▶ **Instructions for the task**:
Below are records; output all of them exactly.

▶ **Entries provided**:
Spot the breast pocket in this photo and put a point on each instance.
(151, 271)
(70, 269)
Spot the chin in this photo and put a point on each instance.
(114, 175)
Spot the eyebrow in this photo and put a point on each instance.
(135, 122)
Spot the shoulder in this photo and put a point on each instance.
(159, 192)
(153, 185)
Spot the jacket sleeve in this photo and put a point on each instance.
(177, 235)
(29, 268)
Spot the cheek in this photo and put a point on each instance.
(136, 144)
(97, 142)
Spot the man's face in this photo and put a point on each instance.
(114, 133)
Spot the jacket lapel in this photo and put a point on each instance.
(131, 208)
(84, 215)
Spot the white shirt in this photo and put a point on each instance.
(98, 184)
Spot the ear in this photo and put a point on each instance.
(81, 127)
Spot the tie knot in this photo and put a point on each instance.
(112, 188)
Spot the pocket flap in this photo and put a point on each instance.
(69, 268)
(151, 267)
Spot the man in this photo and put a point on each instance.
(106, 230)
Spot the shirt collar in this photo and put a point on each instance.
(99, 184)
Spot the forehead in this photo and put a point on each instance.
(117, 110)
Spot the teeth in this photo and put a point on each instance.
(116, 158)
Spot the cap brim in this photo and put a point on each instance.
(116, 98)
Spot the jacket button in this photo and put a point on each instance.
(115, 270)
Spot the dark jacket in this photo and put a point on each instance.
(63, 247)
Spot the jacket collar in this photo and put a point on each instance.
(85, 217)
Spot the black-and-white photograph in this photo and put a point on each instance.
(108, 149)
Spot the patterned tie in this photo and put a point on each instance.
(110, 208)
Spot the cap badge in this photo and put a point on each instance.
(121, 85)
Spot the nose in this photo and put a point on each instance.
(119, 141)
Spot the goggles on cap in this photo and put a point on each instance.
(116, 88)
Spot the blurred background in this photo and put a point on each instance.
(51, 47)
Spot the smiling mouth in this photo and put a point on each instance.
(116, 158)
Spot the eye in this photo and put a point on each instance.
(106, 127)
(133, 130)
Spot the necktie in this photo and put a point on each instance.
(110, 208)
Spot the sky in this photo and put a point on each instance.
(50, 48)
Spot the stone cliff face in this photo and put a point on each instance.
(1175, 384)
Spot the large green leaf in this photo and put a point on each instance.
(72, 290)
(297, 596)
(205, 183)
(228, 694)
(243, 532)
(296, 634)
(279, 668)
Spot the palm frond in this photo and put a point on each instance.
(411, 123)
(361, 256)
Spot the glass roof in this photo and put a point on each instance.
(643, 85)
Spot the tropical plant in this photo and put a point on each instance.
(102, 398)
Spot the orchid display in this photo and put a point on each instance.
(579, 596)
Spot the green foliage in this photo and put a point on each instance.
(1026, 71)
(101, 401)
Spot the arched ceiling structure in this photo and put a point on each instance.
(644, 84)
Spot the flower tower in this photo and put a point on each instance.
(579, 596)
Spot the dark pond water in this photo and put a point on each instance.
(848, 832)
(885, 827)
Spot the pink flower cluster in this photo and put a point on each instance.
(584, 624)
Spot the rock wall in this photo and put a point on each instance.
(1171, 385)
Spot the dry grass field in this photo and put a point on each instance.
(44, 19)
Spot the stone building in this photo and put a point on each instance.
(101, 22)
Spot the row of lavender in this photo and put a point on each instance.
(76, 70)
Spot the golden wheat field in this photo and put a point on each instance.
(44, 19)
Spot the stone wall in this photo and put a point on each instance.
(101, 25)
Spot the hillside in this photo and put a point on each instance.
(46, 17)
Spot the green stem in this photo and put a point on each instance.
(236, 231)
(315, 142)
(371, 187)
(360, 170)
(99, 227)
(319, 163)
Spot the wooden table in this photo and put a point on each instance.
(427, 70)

▶ **Exercise solution**:
Spot the breast pocket in this photo and put a point on each instance.
(151, 271)
(70, 269)
Spot the chin in this photo and put a point on each instance.
(114, 175)
Spot the eyebrow in this photo and put a point on each instance.
(135, 122)
Spot the shoulder in this photo and put a point on each instance.
(159, 192)
(153, 185)
Spot the jacket sleeve in this photo and put a point on each instance.
(177, 235)
(29, 268)
Spot the cheek in this photo and put a point on each instance.
(136, 144)
(97, 142)
Spot the man's face in this photo and put a point on each instance.
(114, 133)
Spot the jacket lapel in this photo and put a point on each instance.
(131, 208)
(84, 215)
Spot the white shirt in this photo and put a point on each instance.
(98, 184)
Spot the ear in this photo and put a point on each instance.
(81, 127)
Spot the tie knot in this photo and put a point on each instance.
(112, 188)
Spot the pocket flap in this photo and put a point on each instance.
(69, 268)
(151, 267)
Spot the man in this photo and put a point on each instance.
(106, 230)
Spot the shirt collar in this photo and put a point on each instance.
(99, 184)
Spot the forehead in this photo and put a point on each instance.
(117, 110)
Spot the teeth in this photo and put a point on each instance.
(116, 158)
Spot the cap brim in this photo and put a point on each instance.
(116, 98)
Spot the jacket button in this photo and put a point on each instance.
(115, 270)
Spot the dark jacket in this photo and put a point on each instance.
(63, 247)
Spot the jacket collar in this photo and put a point on each instance.
(85, 217)
Spot the black-and-white photograph in this photo and put a point on each instance.
(108, 149)
Spot the patterned tie in this photo and put a point on each instance.
(110, 208)
Spot the cap badge in this photo and put a point on each instance.
(121, 85)
Spot the nose in this photo and put a point on each instance.
(119, 141)
Spot the goggles on cap in this photo and put a point on each instance.
(116, 88)
Spot the blurred background in this photo and put a point on each instance.
(51, 47)
Spot the smiling mouth in this photo and put a point on each instance.
(116, 158)
Spot the eye in this photo and put a point on each instance.
(106, 127)
(133, 130)
Spot the necktie in this photo and put a point on each instance.
(110, 208)
Spot the sky in this photo and put a point on each instance.
(50, 48)
Spot the stone cliff face in this photo and put a point on each instance.
(1175, 384)
Spot the large green leaf in this photo and put a point on each instance.
(72, 290)
(297, 596)
(205, 183)
(228, 694)
(243, 532)
(296, 634)
(279, 668)
Spot the palm frond in this photo and put a point on each instance.
(411, 123)
(361, 256)
Spot the glass roof in this photo and put a point on each instance.
(643, 85)
Spot the tropical plant in this photo and put a point on each instance.
(102, 398)
Spot the orchid display in this photo and put a point on each instance.
(579, 596)
Spot the green foliage in this photo and put a point on each instance.
(1026, 71)
(101, 401)
Spot the arched ceiling structure in this photo and put a point on each instance.
(644, 84)
Spot the flower tower in this photo and put a point on each instance.
(579, 596)
Spot the dark pond water in this photo and put a point on each instance.
(848, 832)
(885, 827)
Spot the pink flower cluster in this photo and put a point on each instance.
(584, 624)
Spot the rock wall in this photo and put a point on each instance.
(1171, 385)
Spot the dry grass field in this photo and put a point on each instance.
(44, 19)
Spot the stone building in this photo and put a point on each instance.
(101, 22)
Spot the row of lavender in this photo and put a point on each instance.
(76, 70)
Spot the golden wheat field in this photo and put a point on each instance.
(44, 19)
Spot the stone wall in this photo and put a point on each instance.
(101, 25)
Spot the hillside in this photo and put a point on each instance.
(46, 17)
Spot the green stem in this photo and put a point on each instance.
(236, 231)
(315, 142)
(371, 187)
(360, 170)
(99, 227)
(319, 163)
Spot the wooden table in this photo and put a point on each instance.
(427, 70)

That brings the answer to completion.